_Objective 1_:
According to the editorial on Europe's dependence, why is Brussels considering "Made in Europe" provisions?

_Text block_:

## Begin

But geopolitics has a way of clarifying trade-offs.

Given Washington’s increasingly hostile posture toward Europe — illustrated most recently by Donald Trump’s push to acquire Greenland — lawmakers and analysts are asking whether reliance on U.S. digital services could be weaponized. The hypothetical scenarios no longer appear far-fetched: restricted chip exports, capped cloud capacity and even disruptions to satellite connectivity.

This month’s cover story by Peder Schaefer explores the growing call for a “EuroStack” — a concerted effort to build European capacity across AI models, cloud infrastructure and semiconductor production that would reduce the continent’s reliance on both the U.S. and China.  

At the same time, Europe’s dependence goes far beyond the tech sector. As Federica Di Sario reports in this edition, Chinese electric vehicles are gaining market share across the continent, posing an existential threat to its vaunted auto industry. 

Indeed, Beijing’s capacity to deliver affordable goods — from cars to batteries — is shaping markets as much as Washington’s technological edge is transforming digital infrastructure. That pressure is now forcing Brussels to consider “Made in Europe” provisions to protect domestic manufacturing.   

Of course, this moment isn’t merely about tech or trade policy. As the transatlantic alliance frays and Beijing widens its economic footprint, the broader question facing Europe is whether it can forge a path that protects its core interests without retreating into insularity.

## End

_Objective 2_:
Replace "Target" with "Object" in the records, starting at the beginning of the records and going on through the line that contains "[(13, 149), (624, 202), (506, 187), (578, 227), (79, 162)]". Leave the pictures out of your answer.

(Raw records)
## Begin

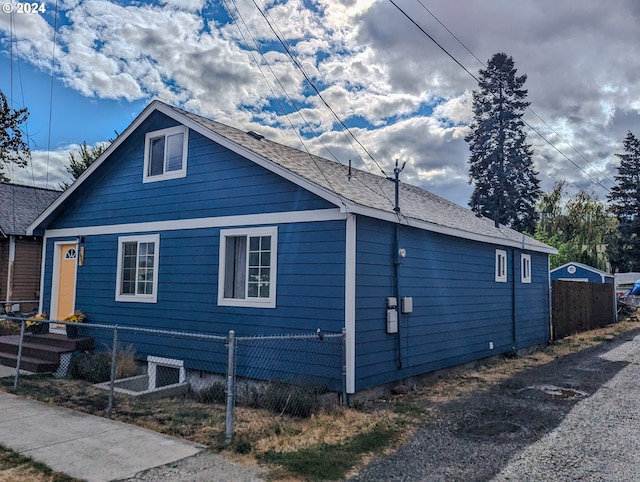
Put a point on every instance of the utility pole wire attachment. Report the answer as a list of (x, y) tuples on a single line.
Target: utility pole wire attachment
[(396, 179)]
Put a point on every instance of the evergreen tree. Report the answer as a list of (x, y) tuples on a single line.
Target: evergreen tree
[(13, 149), (624, 201), (506, 187), (578, 227), (78, 163)]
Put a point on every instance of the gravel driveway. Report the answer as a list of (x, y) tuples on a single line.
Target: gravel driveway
[(576, 418)]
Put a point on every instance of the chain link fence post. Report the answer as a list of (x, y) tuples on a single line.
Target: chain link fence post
[(231, 375), (17, 377), (112, 380)]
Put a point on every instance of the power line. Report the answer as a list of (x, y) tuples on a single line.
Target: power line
[(297, 109), (313, 86), (603, 174), (596, 181), (53, 58)]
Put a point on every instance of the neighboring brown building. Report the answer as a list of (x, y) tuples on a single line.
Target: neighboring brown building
[(20, 254)]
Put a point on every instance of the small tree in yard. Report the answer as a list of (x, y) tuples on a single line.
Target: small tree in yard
[(505, 182), (13, 149), (624, 201), (80, 162)]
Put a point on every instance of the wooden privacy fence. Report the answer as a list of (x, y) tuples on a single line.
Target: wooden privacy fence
[(581, 306)]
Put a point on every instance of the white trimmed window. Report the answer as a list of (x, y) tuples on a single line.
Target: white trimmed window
[(501, 266), (165, 154), (137, 273), (525, 268), (247, 273)]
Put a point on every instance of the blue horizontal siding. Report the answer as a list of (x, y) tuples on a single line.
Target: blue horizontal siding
[(458, 306), (218, 182), (310, 283)]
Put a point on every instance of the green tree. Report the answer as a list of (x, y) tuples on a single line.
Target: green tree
[(13, 149), (624, 202), (506, 187), (578, 227), (79, 162)]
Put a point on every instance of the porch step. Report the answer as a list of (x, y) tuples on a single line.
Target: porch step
[(40, 353)]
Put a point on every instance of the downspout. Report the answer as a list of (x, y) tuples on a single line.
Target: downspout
[(513, 296), (396, 257), (396, 276), (10, 267)]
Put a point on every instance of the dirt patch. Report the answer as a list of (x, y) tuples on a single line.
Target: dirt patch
[(481, 417), (462, 425)]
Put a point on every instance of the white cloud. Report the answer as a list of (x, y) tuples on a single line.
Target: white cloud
[(371, 64)]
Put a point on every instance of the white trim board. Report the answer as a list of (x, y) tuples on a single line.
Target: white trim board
[(201, 223)]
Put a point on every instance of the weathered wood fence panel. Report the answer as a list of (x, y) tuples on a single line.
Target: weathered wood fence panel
[(580, 307)]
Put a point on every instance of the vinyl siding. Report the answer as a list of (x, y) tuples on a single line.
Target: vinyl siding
[(218, 183), (310, 280), (458, 306), (26, 271)]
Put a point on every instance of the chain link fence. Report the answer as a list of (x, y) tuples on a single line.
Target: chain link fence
[(115, 367)]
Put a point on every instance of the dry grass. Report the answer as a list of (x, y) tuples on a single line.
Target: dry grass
[(262, 435)]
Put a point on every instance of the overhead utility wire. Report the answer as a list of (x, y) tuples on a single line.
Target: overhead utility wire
[(477, 80), (295, 106), (313, 86), (279, 83), (53, 58), (589, 163), (308, 79)]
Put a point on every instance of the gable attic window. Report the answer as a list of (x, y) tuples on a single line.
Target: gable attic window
[(501, 266), (165, 154), (137, 273), (247, 267)]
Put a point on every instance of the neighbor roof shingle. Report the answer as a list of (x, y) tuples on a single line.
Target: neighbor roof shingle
[(21, 205)]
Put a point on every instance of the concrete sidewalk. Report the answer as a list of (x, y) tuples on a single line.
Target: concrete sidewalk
[(82, 445)]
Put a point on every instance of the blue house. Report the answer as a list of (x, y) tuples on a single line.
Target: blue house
[(246, 234), (581, 272)]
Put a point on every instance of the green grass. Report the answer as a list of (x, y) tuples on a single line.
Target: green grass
[(10, 459), (332, 461)]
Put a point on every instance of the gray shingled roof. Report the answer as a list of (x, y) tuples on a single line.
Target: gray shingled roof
[(418, 207), (362, 193), (21, 205)]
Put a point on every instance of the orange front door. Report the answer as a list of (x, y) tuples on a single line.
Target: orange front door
[(66, 281)]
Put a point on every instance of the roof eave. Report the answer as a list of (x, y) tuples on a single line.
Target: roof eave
[(446, 230), (94, 166)]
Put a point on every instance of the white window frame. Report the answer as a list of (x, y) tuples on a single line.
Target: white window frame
[(525, 268), (138, 298), (269, 302), (174, 174), (501, 266)]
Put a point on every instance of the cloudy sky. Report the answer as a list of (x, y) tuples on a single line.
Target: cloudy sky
[(85, 69)]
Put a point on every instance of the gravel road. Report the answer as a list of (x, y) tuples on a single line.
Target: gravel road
[(576, 418)]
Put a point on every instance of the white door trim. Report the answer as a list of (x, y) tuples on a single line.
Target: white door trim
[(55, 282)]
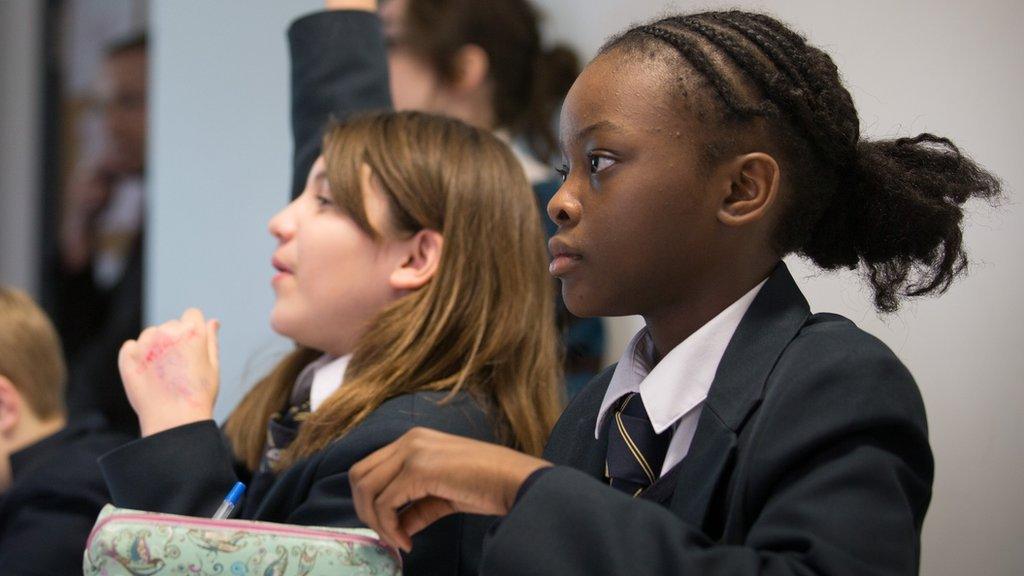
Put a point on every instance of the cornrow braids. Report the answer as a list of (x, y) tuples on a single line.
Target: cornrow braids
[(704, 65), (892, 208)]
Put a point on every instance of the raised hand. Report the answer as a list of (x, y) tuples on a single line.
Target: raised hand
[(171, 373), (368, 5), (426, 475)]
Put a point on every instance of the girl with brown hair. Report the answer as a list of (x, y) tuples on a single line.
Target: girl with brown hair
[(402, 318), (482, 63)]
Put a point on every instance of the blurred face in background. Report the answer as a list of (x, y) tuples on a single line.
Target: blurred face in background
[(123, 95), (415, 82)]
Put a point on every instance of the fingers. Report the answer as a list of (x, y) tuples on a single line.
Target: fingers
[(212, 343), (194, 317), (422, 513), (126, 357), (369, 478)]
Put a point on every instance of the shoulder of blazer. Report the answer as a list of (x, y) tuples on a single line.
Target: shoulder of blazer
[(835, 361)]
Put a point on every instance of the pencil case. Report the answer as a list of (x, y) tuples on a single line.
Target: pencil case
[(138, 543)]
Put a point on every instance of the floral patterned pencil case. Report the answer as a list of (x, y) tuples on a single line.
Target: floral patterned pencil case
[(138, 543)]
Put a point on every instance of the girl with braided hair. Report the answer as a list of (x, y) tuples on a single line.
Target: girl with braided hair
[(739, 434)]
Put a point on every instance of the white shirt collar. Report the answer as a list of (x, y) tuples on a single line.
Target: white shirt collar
[(681, 380), (329, 372)]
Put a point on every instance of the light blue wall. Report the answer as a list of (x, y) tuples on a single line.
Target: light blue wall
[(220, 159)]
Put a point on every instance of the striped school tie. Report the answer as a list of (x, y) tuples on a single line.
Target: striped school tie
[(635, 452)]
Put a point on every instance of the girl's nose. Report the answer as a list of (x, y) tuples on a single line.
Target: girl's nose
[(282, 224), (563, 209)]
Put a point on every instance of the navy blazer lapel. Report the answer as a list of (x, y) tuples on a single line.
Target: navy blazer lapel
[(772, 321), (572, 442)]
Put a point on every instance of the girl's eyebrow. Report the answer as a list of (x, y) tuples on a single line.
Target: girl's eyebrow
[(602, 126)]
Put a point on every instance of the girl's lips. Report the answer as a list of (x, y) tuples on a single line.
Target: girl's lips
[(563, 263)]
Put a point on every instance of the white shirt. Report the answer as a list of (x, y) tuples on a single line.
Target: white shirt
[(329, 373), (674, 391)]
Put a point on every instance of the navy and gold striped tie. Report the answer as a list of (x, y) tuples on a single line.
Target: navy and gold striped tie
[(635, 452)]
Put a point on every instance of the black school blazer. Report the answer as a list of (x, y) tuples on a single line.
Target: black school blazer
[(811, 456), (188, 470)]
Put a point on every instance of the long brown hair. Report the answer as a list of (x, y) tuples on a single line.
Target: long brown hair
[(484, 322)]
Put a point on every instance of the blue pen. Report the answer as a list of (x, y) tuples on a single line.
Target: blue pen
[(231, 500)]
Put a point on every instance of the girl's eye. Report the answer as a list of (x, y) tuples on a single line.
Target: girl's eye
[(598, 163)]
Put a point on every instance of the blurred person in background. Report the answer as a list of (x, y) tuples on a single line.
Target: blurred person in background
[(50, 486), (99, 295)]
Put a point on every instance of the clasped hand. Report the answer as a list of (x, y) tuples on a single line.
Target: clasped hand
[(171, 372), (427, 475)]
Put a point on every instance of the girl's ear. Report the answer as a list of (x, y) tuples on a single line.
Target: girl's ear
[(471, 68), (11, 406), (754, 182), (421, 258)]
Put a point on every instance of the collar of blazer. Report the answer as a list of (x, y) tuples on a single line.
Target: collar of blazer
[(772, 321)]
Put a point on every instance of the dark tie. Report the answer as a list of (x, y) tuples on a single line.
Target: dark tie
[(635, 452), (284, 425)]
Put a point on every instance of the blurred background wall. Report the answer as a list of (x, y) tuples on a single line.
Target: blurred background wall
[(219, 161)]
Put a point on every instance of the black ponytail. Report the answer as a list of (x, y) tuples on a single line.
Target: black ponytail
[(891, 208), (900, 216)]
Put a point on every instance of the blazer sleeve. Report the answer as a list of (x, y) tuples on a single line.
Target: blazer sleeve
[(184, 470), (451, 545), (838, 477), (46, 534), (339, 66)]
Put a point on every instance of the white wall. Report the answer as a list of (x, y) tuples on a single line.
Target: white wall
[(950, 68), (20, 41), (221, 154)]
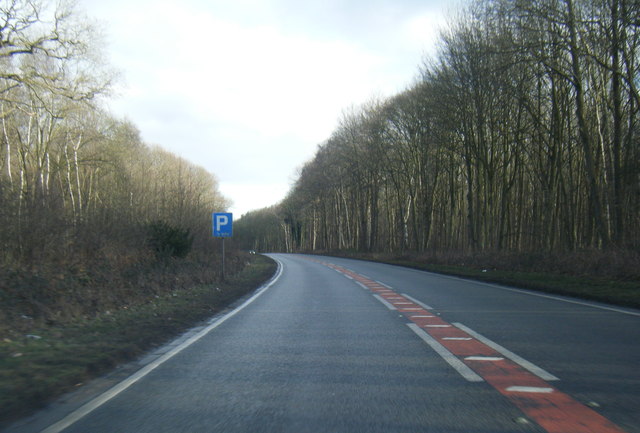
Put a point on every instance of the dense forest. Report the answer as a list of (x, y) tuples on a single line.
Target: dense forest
[(520, 135), (91, 217)]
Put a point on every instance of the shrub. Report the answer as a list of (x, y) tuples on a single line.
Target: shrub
[(169, 241)]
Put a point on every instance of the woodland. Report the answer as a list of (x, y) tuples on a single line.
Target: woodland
[(520, 136), (91, 218)]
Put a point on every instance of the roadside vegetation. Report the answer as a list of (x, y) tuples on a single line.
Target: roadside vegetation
[(105, 240), (516, 152), (608, 278), (43, 360)]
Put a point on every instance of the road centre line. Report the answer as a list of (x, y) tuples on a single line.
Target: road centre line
[(94, 404), (449, 357), (527, 365)]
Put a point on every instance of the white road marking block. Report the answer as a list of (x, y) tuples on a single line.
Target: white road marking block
[(541, 373), (449, 357), (532, 389), (385, 303), (422, 304), (483, 358)]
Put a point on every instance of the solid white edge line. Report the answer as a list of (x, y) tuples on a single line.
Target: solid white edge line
[(385, 303), (415, 301), (89, 407), (541, 373), (449, 357)]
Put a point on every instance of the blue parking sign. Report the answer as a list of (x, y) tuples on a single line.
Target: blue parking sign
[(222, 224)]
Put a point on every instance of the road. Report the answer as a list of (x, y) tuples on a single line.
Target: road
[(337, 345)]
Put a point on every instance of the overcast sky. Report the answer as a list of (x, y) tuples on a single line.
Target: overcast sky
[(249, 88)]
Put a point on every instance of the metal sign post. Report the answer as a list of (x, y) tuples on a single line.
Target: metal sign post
[(222, 228)]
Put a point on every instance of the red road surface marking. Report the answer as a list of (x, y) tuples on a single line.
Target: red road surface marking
[(552, 409)]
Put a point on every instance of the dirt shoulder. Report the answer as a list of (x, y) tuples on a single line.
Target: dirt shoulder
[(621, 289), (49, 361)]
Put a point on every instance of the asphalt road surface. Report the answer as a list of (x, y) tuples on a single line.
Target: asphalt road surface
[(337, 345)]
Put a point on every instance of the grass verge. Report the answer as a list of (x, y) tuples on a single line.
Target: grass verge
[(42, 365), (618, 292)]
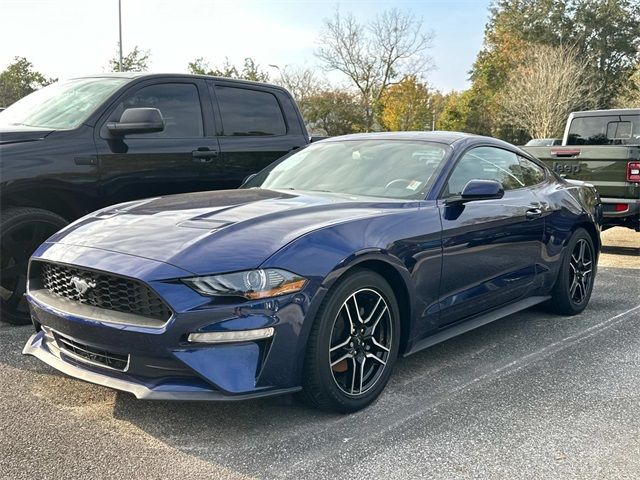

## End

_Exercise result 1_:
Beijing can deliver affordable goods, from cars to batteries, and that capacity is shaping markets. The pressure is forcing Brussels to consider "Made in Europe" provisions to protect domestic manufacturing.

_Exercise result 2_:
Put a point on every instance of the utility pole wire attachment. Report the answer as a list of (x, y) tuples on a single line.
Object: utility pole wire attachment
[(396, 179)]
Put a point on every instance of the evergreen tree. Report the answer as a list of (x, y) tuples on a single line.
Object: evergreen tree
[(13, 149), (624, 201), (506, 187), (578, 227), (78, 163)]
Put a point on every instance of the gravel driveway. Report the answer as a list of (x, y) tuples on a single line.
Object: gravel driveway
[(576, 418)]
Put a point on every instance of the chain link fence post. Report the answer as a list of (x, y) tuples on a single line.
Object: chain link fence post
[(231, 375), (17, 377), (112, 380)]
Put a point on every instance of the power line. Report the answer as a list of (x, y) tuples on a single line.
Object: power line
[(297, 109), (313, 86), (603, 174), (596, 181), (53, 58)]
Put a point on every instance of the neighboring brown building. Report the answer as a list of (x, y) tuples on a single line.
Object: neighboring brown building
[(20, 254)]
Put a point on every instance of the small tree in yard. Report the answer as a list of (x, y) tuples on a single line.
Object: small tree in yard
[(505, 182), (13, 149), (624, 201), (80, 162)]
Put a point on every instance of the wooden privacy fence. Report the answer as a list of (x, y) tuples on a single line.
Object: wooden privacy fence
[(581, 306)]
Put a point on every instance of the white trimmed window. Report the answer as a list of (x, y) tuples on a single line.
Object: white trimmed window
[(501, 266), (165, 154), (137, 273), (525, 268), (247, 273)]
Put a point on every instance of the blue horizontal siding. Report the answer as a list of (x, y) tuples on a single line.
Object: blue horizontal siding
[(458, 306), (218, 182), (310, 283)]
Put a point on every instance of the green tree. Report the answer as a list of (x, y) tuples on a single line.
Object: green tree
[(13, 149), (624, 202), (506, 187), (578, 227), (79, 162)]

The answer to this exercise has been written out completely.